● TEXTE DE L'EXERCICE
◆ ◆ ◆
Mme Carole Grandjean, ministre déléguée.  - La question du sens que les jeunes donnent à leurs études est déterminante. Bien souvent, ce sont les élèves en difficulté qui sont orientés vers l'enseignement professionnel. Nous voulons oeuvrer pour une meilleure orientation et information, grâce à la découverte des métiers dès la classe de cinquième. Une orientation choisie est un déterminant de la réussite des élèves.

Pour ce qui est de l'accès à l'information, nous avons déployé des outils comme « 1 jeune, 1 solution », InserJeunes, ainsi qu'Affelnet, pensé en cohérence avec la carte des formations.

Cette carte doit être élaborée en collaboration avec les régions. Le premier comité de pilotage de la découverte des métiers, à Orléans, aura lieu demain : je crois beaucoup au partenariat État-région en la matière.

M. Jean-Claude Requier .  - L'enseignement professionnel reste sous-valorisé - à tort.

Pourtant, le compagnonnage français, « réseau de transmission des savoirs et des identités par le métier », est inscrit depuis 2010 au patrimoine culturel immatériel de l'Unesco. Pourvu qu'ils soient reconnus socialement, tous les métiers ont du sens. L'enseignement professionnel permet de répondre aux aspirations des jeunes et aux besoins économiques des territoires.

Je m'interroge cependant sur la tendance à une très forte spécialisation. Les élèves se concentrent dans le tertiaire - commerce, gestion, soins à la personne - pour les deux tiers. Certaines entreprises veulent des compétences transversales, d'autres des profils très spécialisés. Comment résoudre cette équation ?

Mme Carole Grandjean, ministre déléguée.  - Vous êtes au coeur de la question : comment former nos jeunes pour trouver un métier qui leur plaît et répondre aux besoins des entreprises. L'enseignement professionnel s'est saisi de l'apprentissage : le statut d'apprenti y a connu un fort essor, mais ce n'est pas la seule voie.
◆ ◆ ◆
(Descriptions libres d'objets)
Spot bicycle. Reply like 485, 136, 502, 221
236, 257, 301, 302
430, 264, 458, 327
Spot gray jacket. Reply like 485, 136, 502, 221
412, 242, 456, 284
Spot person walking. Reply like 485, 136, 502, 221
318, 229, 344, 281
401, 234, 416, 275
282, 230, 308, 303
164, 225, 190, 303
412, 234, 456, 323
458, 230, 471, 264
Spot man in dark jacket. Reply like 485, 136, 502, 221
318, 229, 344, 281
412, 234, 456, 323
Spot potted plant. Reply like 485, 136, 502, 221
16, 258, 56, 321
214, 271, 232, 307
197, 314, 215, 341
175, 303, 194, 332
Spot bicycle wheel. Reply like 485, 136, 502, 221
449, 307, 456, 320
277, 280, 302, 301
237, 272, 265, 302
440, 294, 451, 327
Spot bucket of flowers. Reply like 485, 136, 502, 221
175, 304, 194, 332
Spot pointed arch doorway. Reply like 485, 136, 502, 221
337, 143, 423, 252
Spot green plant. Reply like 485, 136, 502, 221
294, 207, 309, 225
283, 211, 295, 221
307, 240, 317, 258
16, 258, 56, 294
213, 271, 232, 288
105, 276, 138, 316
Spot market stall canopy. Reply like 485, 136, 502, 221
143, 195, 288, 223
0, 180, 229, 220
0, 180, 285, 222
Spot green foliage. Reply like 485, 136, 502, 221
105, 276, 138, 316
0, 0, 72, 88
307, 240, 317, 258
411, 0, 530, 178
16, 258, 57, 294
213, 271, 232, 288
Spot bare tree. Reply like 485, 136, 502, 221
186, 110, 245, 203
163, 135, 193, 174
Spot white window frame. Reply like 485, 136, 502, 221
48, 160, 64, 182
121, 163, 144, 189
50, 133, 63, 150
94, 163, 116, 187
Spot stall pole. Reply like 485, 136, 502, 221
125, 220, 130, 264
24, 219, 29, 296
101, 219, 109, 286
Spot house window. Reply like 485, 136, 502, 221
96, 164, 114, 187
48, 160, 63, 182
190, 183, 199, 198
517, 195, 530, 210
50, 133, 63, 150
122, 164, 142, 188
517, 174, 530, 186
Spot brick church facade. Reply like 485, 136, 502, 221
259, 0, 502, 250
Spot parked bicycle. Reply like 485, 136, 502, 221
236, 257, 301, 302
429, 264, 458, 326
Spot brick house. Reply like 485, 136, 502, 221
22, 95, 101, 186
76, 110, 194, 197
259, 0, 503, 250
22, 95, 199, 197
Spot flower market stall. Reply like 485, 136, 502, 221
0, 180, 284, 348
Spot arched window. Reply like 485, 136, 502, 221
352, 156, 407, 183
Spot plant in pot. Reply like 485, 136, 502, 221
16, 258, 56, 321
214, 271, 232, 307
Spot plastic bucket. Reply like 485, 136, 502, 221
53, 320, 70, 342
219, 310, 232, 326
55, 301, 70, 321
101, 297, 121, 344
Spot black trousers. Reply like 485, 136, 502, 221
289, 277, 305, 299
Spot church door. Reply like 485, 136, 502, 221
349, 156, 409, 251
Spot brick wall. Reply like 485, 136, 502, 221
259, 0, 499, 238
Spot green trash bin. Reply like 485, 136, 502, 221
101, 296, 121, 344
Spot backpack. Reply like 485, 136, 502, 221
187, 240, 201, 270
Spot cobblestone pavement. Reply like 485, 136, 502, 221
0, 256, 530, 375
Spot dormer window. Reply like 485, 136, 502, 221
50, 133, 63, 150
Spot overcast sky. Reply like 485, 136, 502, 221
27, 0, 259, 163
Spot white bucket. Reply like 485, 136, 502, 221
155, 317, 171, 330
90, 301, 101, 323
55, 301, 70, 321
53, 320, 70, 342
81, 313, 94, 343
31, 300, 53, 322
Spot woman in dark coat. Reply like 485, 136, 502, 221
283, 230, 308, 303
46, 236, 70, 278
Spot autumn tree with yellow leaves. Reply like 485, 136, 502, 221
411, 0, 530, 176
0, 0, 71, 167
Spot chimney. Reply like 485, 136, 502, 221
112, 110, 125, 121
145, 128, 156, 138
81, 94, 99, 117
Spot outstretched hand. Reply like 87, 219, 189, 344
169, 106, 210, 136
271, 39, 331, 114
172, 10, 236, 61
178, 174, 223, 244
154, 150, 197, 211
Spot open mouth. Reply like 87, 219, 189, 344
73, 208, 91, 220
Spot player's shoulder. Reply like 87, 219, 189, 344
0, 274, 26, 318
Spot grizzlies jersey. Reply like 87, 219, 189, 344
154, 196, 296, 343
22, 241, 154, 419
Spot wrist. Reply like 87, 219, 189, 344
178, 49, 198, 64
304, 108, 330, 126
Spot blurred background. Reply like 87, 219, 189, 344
◆ ◆ ◆
● PARTIES DE L'EXERCICE
• a. Résumez le texte de l'exercice en trois phrases.
• b. Reformulez sous forme de liste le paragraphe du texte de l'exercice qui commence par « Pourtant, le compagnonnage français », en conservant ses faits principaux.
• c. Pour chacun des énoncés suivants, indiquez par oui ou par non s'il concorde avec le texte de l'exercice, en citant les mots décisifs de celui-ci : (i) le premier comité de pilotage de la découverte des métiers se tiendra à Orléans ; (ii) la moitié des élèves se concentrent dans le tertiaire ; (iii) selon la ministre, l'apprentissage est la seule voie.

● RÉPONSES PAR CONSIGNE
• a. La ministre déléguée Carole Grandjean affirme qu'une orientation choisie détermine la réussite des élèves. Elle veut améliorer l'orientation et l'information par la découverte des métiers dès la classe de cinquième, par des outils comme « 1 jeune, 1 solution », InserJeunes et Affelnet, et par une carte des formations élaborée avec les régions. M. Jean-Claude Requier juge l'enseignement professionnel sous-valorisé à tort et s'interroge sur une très forte spécialisation, les deux tiers des élèves se concentrant dans le tertiaire, ce à quoi la ministre répond qu'il faut former les jeunes à un métier qui leur plaît tout en répondant aux besoins des entreprises, l'apprentissage ayant connu un fort essor sans être la seule voie.

• b.
- Le compagnonnage français est inscrit depuis 2010 au patrimoine culturel immatériel de l'Unesco.
- Tous les métiers ont du sens, pourvu qu'ils soient reconnus socialement.
- L'enseignement professionnel répond aux aspirations des jeunes et aux besoins économiques des territoires.

• c.
(i) Oui : « Le premier comité de pilotage de la découverte des métiers, à Orléans, aura lieu demain ».
(ii) Non : « Les élèves se concentrent dans le tertiaire - commerce, gestion, soins à la personne - pour les deux tiers. »
(iii) Non : « mais ce n'est pas la seule voie ».